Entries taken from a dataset
▶
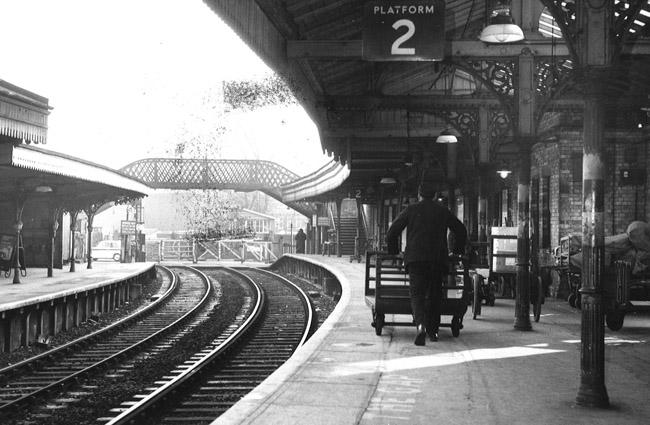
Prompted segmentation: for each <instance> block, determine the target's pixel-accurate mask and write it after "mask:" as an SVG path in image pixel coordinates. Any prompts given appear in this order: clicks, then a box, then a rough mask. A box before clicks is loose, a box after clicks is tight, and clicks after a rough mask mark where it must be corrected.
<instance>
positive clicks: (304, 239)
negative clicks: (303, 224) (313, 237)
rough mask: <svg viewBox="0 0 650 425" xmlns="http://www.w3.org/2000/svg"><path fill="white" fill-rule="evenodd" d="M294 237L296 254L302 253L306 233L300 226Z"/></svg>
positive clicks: (305, 235) (303, 250)
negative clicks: (302, 230) (303, 231)
mask: <svg viewBox="0 0 650 425" xmlns="http://www.w3.org/2000/svg"><path fill="white" fill-rule="evenodd" d="M294 239H295V240H296V254H304V253H305V241H306V240H307V235H306V234H305V232H303V231H302V228H301V229H300V230H298V233H296V236H294Z"/></svg>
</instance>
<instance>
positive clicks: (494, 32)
mask: <svg viewBox="0 0 650 425" xmlns="http://www.w3.org/2000/svg"><path fill="white" fill-rule="evenodd" d="M479 39H480V40H481V41H483V42H485V43H513V42H515V41H521V40H523V39H524V32H523V31H522V30H521V28H519V26H518V25H517V24H515V21H514V19H512V14H511V13H510V4H509V3H504V2H499V3H497V5H496V6H495V7H494V9H492V13H491V14H490V22H489V25H488V26H486V27H485V28H483V31H481V35H480V36H479Z"/></svg>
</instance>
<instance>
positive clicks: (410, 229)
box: [386, 180, 467, 345]
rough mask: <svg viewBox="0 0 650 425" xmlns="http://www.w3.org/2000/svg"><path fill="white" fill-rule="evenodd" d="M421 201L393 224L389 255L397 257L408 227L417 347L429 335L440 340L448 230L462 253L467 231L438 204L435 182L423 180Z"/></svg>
mask: <svg viewBox="0 0 650 425" xmlns="http://www.w3.org/2000/svg"><path fill="white" fill-rule="evenodd" d="M419 195H420V200H419V202H417V203H415V204H412V205H409V206H408V207H407V208H406V209H405V210H404V211H402V212H401V213H400V214H399V216H398V217H397V218H396V219H395V221H393V223H392V224H391V226H390V228H389V229H388V233H387V234H386V242H387V243H388V253H389V254H397V253H398V252H399V248H398V238H399V235H400V234H401V233H402V231H403V230H404V228H406V229H407V230H406V249H405V250H404V264H405V266H406V270H407V271H408V274H409V292H410V295H411V310H412V313H413V321H414V322H415V325H416V326H417V336H416V338H415V345H424V340H425V338H426V334H427V333H428V334H429V337H430V339H431V340H432V341H437V340H438V327H439V326H440V309H441V301H442V281H443V278H444V276H445V274H446V273H447V272H448V270H447V267H448V264H447V263H448V248H447V229H449V230H451V231H452V232H453V234H454V237H455V243H454V245H455V246H454V252H455V253H457V254H462V253H463V251H464V248H465V244H466V242H467V230H466V229H465V226H464V225H463V223H461V222H460V220H458V219H457V218H456V217H455V216H454V215H453V214H452V213H451V211H449V209H447V207H445V206H444V205H442V204H440V203H439V202H437V201H434V197H435V189H434V187H433V182H430V181H427V180H423V182H422V184H421V185H420V187H419Z"/></svg>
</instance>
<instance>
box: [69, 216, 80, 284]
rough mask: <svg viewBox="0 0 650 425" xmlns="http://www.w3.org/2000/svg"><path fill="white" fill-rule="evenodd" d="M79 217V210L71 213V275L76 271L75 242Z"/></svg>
mask: <svg viewBox="0 0 650 425" xmlns="http://www.w3.org/2000/svg"><path fill="white" fill-rule="evenodd" d="M78 216H79V210H71V211H70V273H74V272H75V271H76V270H75V269H76V260H75V258H74V245H75V244H74V242H75V240H74V239H75V238H74V236H75V230H76V229H75V228H76V227H77V217H78Z"/></svg>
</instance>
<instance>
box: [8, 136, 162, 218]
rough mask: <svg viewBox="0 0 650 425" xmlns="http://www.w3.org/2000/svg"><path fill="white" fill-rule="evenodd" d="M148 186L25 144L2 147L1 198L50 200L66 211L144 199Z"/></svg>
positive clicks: (80, 160)
mask: <svg viewBox="0 0 650 425" xmlns="http://www.w3.org/2000/svg"><path fill="white" fill-rule="evenodd" d="M149 192H150V189H149V187H147V186H146V185H144V184H142V183H140V182H138V181H137V180H134V179H132V178H130V177H127V176H125V175H123V174H121V173H120V172H119V171H115V170H113V169H111V168H108V167H105V166H102V165H98V164H94V163H92V162H88V161H84V160H82V159H79V158H74V157H71V156H68V155H64V154H61V153H58V152H52V151H48V150H45V149H42V148H38V147H34V146H26V145H13V144H9V143H5V144H0V197H1V198H2V199H4V200H6V201H9V200H11V199H13V198H14V197H15V196H16V194H20V195H22V196H25V197H26V199H27V200H29V199H33V198H37V197H39V198H42V197H44V196H48V197H51V199H52V200H54V201H56V202H57V203H59V204H60V205H62V206H63V207H64V208H65V207H68V208H74V207H75V206H76V207H83V206H85V205H88V204H91V203H105V202H113V201H116V202H121V201H123V202H126V201H129V200H133V199H137V198H141V197H143V196H146V195H147V194H148V193H149Z"/></svg>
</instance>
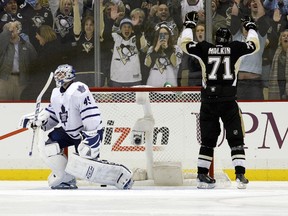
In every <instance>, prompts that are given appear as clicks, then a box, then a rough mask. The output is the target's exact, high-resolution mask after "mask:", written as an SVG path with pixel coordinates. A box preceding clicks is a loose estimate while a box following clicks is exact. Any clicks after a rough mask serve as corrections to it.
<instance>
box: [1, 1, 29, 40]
mask: <svg viewBox="0 0 288 216" xmlns="http://www.w3.org/2000/svg"><path fill="white" fill-rule="evenodd" d="M1 6H2V8H3V11H2V12H1V13H0V32H1V31H2V30H3V26H4V25H5V24H6V23H9V22H14V21H19V22H20V23H21V26H22V28H21V29H22V30H21V33H20V37H21V38H23V39H24V40H26V41H29V37H28V29H29V25H28V22H27V18H26V17H25V15H24V14H23V13H22V10H20V9H19V6H18V3H17V1H16V0H1Z"/></svg>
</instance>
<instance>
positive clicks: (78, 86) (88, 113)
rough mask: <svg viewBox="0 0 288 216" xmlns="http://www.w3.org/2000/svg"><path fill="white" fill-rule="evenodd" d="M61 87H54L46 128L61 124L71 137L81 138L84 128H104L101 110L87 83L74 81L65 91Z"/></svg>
mask: <svg viewBox="0 0 288 216" xmlns="http://www.w3.org/2000/svg"><path fill="white" fill-rule="evenodd" d="M60 89H61V88H54V89H53V92H52V95H51V99H50V101H51V102H50V104H49V106H48V107H47V108H46V111H48V112H49V114H50V117H49V118H48V122H47V124H46V130H49V129H51V128H53V127H55V126H56V125H58V124H59V126H61V127H62V128H63V129H64V130H65V131H66V133H67V134H68V135H69V136H70V137H71V138H73V139H80V134H79V132H80V131H82V130H84V131H91V130H96V129H97V130H101V129H102V119H101V113H100V110H99V109H98V106H97V104H96V102H95V100H94V98H93V95H92V93H91V92H90V90H89V88H88V86H87V85H85V84H84V83H82V82H73V83H72V84H71V85H70V86H69V87H68V88H67V90H66V91H65V92H61V91H60Z"/></svg>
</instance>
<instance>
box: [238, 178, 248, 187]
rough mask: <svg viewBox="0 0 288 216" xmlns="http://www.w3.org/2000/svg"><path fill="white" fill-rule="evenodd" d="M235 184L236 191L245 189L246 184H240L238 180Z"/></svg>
mask: <svg viewBox="0 0 288 216" xmlns="http://www.w3.org/2000/svg"><path fill="white" fill-rule="evenodd" d="M236 182H237V188H238V189H246V187H247V184H245V183H243V182H240V180H238V179H237V180H236Z"/></svg>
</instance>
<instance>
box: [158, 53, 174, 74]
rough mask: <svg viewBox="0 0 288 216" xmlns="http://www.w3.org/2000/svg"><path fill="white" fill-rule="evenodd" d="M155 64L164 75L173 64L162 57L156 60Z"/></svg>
mask: <svg viewBox="0 0 288 216" xmlns="http://www.w3.org/2000/svg"><path fill="white" fill-rule="evenodd" d="M155 64H156V66H157V68H158V70H159V72H160V73H161V74H162V73H163V72H164V71H165V70H166V68H167V66H168V65H170V64H171V62H170V60H169V59H168V58H167V57H160V58H158V59H156V62H155Z"/></svg>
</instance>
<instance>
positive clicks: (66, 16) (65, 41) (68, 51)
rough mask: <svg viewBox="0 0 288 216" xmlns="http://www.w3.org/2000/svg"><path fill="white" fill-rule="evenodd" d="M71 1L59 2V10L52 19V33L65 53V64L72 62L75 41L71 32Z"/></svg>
mask: <svg viewBox="0 0 288 216" xmlns="http://www.w3.org/2000/svg"><path fill="white" fill-rule="evenodd" d="M73 4H74V2H73V0H60V1H59V9H58V10H57V12H56V16H55V19H54V22H55V24H54V31H55V32H56V34H57V37H58V39H59V40H60V42H61V47H62V49H63V50H64V51H65V53H66V60H65V62H66V63H68V64H69V63H71V62H73V60H74V55H73V54H74V53H73V51H75V48H76V44H77V43H76V41H75V37H74V32H73V20H74V14H73Z"/></svg>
◀
PROBLEM DETAILS –
Rewrite the entries starting at the beginning and ending at the line that contains "box: [386, 180, 467, 345]", switching "positive clicks" to "include points" and leaving everything else unchanged. Leave the pictures out of your answer.

RESULT OF THE TASK –
Prompted segmentation: for each <instance> block, determine the target's pixel-accurate mask and write it after "mask:" as an SVG path in image pixel coordinates. Any prompts given appear in this order: clicks, then a box, then a rough mask. A box before clicks is loose, a box after clicks is tight, and clicks after a rough mask mark where it must be corrected.
<instance>
include points: (304, 239)
negative clicks: (303, 224) (313, 237)
rough mask: <svg viewBox="0 0 650 425" xmlns="http://www.w3.org/2000/svg"><path fill="white" fill-rule="evenodd" d="M294 237L296 254L302 253L306 233L300 226Z"/></svg>
include points: (305, 235) (303, 250)
negative clicks: (302, 230) (303, 231)
mask: <svg viewBox="0 0 650 425" xmlns="http://www.w3.org/2000/svg"><path fill="white" fill-rule="evenodd" d="M294 239H295V240H296V254H304V253H305V241H306V240H307V235H306V234H305V232H303V231H302V228H301V229H300V230H298V233H296V236H294Z"/></svg>
</instance>
<instance>
include points: (494, 32)
mask: <svg viewBox="0 0 650 425" xmlns="http://www.w3.org/2000/svg"><path fill="white" fill-rule="evenodd" d="M479 39H480V40H481V41H483V42H485V43H513V42H515V41H521V40H523V39H524V32H523V31H522V30H521V28H519V26H518V25H517V24H515V21H514V19H512V14H511V13H510V4H509V3H504V2H499V3H497V5H496V6H495V7H494V9H492V13H491V14H490V22H489V25H488V26H486V27H485V28H483V31H481V35H480V36H479Z"/></svg>
</instance>
<instance>
include points: (410, 229)
box: [386, 180, 467, 345]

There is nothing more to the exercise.